*** Opening PROVIDED TEXT ***

Other people’s words about … getting lost
I said earlier that I have no special running talents. In fact, I have one: getting lost.
No-one gets lost like I do. It’s not just a running thing. It’s a getting lost thing.
I’ve been lost when running, walking, driving, cycling, sailing, using public transport, even (once) taking a taxi, on at least three continents, since I first ventured out into the world as an unaccompanied teenager. I’ve temporarily abandoned a car in Milton Keynes, and once phoned [my wife] Clare from the outskirts of Northampton to warn her that I might not find my way home for days. I’ve never been lost on a running track (yet), but I have been lost indoors — not just temporarily disoriented, but properly, sit-down-and-cry-and-wait-to-die lost — on a disastrous visit to the Birmingham branch of Ikea.
From ‘Running Free’
by Richard Askwith
I am someone who gets lost as easily as Richard Askwith. I live in Australia, not England, so I’ve never got lost in Milton Keynes or Northampton, but I have certainly been to the Adelaide branch of Ikea and experienced that sense of utter lostness that he so delightfully describes as sit-down-and-cry-and-wait-to-die lost. (Though, actually, I would call that particular kind of ‘lost’ an Ikea thing rather than a getting lost thing. Just saying … )

Dune’s counterpane:
How can you ever feel lost when these are the things you see along your way?
I don’t just get lost physically, either. I frequently feel lost in a metaphorical sense, too. I admire anyone who seems to know (or who feels as though they know) where they are going in life. I don’t. I never have. The older I get, the more strongly I become aware of my inner sense of lostness.

*** Closing PROVIDED TEXT ***

:: WHAT NEEDS TO BE DONE ::
Please carry the piece on getting lost further, picking up after its final sentence. The material that follows comes from a different source than the piece on getting lost.

*** Opening DATA SECTION ***

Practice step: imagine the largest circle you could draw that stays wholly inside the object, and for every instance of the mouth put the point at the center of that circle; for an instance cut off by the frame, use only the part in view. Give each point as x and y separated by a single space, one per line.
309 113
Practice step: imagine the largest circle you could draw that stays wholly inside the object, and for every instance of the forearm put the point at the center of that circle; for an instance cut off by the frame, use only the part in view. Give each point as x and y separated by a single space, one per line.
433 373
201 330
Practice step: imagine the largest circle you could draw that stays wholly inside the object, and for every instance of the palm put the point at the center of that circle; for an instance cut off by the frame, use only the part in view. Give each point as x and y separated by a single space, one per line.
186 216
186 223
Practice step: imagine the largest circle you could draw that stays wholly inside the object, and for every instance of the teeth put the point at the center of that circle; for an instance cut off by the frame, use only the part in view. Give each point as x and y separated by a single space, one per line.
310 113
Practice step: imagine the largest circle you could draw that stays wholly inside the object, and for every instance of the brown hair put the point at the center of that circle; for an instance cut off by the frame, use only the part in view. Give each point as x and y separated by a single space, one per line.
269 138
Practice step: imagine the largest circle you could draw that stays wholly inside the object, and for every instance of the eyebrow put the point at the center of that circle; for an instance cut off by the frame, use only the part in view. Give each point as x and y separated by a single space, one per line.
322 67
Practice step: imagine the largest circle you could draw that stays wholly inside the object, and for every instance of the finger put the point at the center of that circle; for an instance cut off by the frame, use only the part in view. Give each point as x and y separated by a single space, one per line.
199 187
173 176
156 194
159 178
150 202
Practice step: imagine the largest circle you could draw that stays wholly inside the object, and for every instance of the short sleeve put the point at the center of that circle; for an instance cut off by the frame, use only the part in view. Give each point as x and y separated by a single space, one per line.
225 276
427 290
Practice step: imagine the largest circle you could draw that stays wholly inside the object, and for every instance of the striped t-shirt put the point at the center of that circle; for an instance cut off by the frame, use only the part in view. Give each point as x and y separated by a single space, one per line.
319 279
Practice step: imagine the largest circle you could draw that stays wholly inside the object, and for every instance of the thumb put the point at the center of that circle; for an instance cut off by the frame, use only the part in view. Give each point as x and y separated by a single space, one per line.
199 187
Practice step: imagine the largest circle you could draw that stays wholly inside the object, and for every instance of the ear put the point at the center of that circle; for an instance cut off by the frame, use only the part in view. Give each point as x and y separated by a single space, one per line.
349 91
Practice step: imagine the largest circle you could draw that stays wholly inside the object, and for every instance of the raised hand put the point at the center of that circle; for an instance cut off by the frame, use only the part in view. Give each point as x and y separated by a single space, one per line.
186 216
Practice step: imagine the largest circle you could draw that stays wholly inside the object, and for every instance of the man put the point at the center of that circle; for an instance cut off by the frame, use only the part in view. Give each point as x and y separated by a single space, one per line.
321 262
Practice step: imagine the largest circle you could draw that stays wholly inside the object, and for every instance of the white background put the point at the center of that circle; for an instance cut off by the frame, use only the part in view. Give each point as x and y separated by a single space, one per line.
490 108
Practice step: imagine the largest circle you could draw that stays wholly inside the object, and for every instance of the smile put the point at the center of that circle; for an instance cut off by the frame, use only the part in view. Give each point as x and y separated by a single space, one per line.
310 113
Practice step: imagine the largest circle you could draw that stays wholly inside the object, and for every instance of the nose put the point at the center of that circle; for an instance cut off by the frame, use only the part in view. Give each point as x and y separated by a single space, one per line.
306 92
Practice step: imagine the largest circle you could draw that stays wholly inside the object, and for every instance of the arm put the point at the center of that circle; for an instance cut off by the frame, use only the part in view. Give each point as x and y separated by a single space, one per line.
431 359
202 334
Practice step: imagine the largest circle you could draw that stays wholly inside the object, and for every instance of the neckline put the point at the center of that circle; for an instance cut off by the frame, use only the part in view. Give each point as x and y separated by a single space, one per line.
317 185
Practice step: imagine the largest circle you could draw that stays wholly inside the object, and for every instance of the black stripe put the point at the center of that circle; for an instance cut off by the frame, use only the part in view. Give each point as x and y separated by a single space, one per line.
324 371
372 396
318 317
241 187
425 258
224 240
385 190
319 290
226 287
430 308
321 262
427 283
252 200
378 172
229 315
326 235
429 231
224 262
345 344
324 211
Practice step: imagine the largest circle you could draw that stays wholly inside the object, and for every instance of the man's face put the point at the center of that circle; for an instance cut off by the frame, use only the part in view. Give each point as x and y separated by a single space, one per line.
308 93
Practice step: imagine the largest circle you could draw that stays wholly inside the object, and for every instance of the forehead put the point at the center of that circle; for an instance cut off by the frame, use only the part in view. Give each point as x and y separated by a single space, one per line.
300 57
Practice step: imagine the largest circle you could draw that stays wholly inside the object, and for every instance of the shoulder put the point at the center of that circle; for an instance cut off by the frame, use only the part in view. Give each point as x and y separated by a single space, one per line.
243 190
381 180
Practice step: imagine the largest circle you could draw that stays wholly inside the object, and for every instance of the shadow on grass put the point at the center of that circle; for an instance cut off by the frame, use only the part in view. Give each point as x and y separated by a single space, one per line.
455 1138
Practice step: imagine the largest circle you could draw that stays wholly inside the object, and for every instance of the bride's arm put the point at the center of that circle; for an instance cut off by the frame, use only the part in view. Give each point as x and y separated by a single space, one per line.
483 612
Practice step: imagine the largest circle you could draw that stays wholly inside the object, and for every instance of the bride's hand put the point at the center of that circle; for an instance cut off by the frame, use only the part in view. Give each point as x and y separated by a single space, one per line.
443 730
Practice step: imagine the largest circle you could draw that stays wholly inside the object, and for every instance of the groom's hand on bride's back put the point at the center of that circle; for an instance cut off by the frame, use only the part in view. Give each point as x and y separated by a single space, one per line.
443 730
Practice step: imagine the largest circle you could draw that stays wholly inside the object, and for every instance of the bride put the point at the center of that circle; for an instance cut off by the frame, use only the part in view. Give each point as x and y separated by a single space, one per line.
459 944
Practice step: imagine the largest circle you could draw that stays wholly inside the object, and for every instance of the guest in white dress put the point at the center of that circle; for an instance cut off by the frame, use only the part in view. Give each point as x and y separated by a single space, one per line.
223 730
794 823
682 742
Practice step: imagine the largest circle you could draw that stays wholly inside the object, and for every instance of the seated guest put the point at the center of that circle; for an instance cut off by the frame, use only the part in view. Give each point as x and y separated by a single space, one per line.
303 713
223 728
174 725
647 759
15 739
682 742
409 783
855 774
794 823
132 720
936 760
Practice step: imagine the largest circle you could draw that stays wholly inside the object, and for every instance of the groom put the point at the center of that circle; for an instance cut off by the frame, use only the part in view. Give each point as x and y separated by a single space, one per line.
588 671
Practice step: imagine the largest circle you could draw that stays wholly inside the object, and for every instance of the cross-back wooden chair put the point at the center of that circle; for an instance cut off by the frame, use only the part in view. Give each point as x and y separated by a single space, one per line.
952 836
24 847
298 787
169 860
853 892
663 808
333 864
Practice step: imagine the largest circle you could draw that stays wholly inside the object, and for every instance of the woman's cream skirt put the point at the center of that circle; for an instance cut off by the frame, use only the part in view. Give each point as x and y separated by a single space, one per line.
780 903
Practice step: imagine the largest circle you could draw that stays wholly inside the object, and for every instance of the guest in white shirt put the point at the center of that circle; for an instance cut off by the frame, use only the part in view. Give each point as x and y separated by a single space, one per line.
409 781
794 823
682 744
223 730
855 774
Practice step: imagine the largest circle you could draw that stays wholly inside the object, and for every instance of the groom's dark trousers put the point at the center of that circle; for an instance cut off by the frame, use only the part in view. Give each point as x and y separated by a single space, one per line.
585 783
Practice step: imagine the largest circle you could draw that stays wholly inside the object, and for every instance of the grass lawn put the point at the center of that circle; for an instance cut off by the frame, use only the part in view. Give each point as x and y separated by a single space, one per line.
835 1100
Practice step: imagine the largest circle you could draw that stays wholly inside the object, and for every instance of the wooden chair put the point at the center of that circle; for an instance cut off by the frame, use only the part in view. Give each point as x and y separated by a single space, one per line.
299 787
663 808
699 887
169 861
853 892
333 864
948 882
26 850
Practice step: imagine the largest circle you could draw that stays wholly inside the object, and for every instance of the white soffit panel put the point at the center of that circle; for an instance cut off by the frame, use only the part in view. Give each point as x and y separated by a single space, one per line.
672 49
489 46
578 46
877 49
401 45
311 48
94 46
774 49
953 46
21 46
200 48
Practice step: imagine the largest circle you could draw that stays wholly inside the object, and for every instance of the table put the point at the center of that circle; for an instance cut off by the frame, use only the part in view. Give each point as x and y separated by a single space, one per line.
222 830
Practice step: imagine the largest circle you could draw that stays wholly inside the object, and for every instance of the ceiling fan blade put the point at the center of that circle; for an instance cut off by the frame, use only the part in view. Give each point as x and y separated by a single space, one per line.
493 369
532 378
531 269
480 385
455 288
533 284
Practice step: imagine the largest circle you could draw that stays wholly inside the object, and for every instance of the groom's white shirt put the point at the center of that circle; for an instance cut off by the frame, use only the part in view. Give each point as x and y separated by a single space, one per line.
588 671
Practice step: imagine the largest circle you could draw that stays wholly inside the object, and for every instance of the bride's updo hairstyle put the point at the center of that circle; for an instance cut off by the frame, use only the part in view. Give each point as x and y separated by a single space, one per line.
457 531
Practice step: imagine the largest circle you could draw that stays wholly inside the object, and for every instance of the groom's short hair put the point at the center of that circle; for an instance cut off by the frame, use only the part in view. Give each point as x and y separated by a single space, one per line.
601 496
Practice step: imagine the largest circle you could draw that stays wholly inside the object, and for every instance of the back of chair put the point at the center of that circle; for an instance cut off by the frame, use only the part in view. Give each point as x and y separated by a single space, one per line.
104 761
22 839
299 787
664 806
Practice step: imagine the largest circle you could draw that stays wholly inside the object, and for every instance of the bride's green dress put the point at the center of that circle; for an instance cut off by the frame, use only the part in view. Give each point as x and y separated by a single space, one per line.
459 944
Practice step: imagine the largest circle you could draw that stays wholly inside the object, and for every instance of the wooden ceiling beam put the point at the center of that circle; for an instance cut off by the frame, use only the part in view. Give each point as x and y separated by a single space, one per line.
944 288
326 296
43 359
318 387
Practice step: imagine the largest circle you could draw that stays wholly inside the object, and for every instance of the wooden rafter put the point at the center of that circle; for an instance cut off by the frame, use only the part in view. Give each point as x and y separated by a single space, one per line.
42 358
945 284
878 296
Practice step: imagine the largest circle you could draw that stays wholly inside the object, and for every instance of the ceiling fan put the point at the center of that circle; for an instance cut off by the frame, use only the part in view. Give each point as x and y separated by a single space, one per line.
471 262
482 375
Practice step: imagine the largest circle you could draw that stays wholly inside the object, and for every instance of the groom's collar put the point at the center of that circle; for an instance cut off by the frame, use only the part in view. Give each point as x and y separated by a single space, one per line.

*** Closing DATA SECTION ***

:: TASK RESPONSE ::
Often, this innate sense of lostness feels like a burden. But not always. Because the thing about setting off towards one place and ending up somewhere else entirely, somewhere you hadn’t planned on and don’t recognise at all, is that you get the chance to explore.

Lizzie the garden cat:
A lost cat, but also a found one.
I’m talking metaphorically here again, of course. But the older I get, the more strongly I also come to understand the importance of being willing to explore, willing to wander, willing to wonder. And sometimes, in hopeful moments, I see many years of exploring and wandering and wondering ahead of me.
I like that thought.
Lately I’ve been reading …
- As I write this, I’m between my first and second [Covid] shots. I miss everyone I know and don’t know. Yet I’ve caught myself fearing that things will go back to normal too soon, and I won’t be ready: Elissa Gabbert in an essay on Covid and loneliness in all its contrariness.
- [Benji the blue heeler]’s gaze is polite but frank. It is the look of someone utterly at ease in his own fur, confident that wherever he goes, everyone will be thrilled to see him: Madeleine Aggeler in a light-hearted look at why canines are the latest celebrities.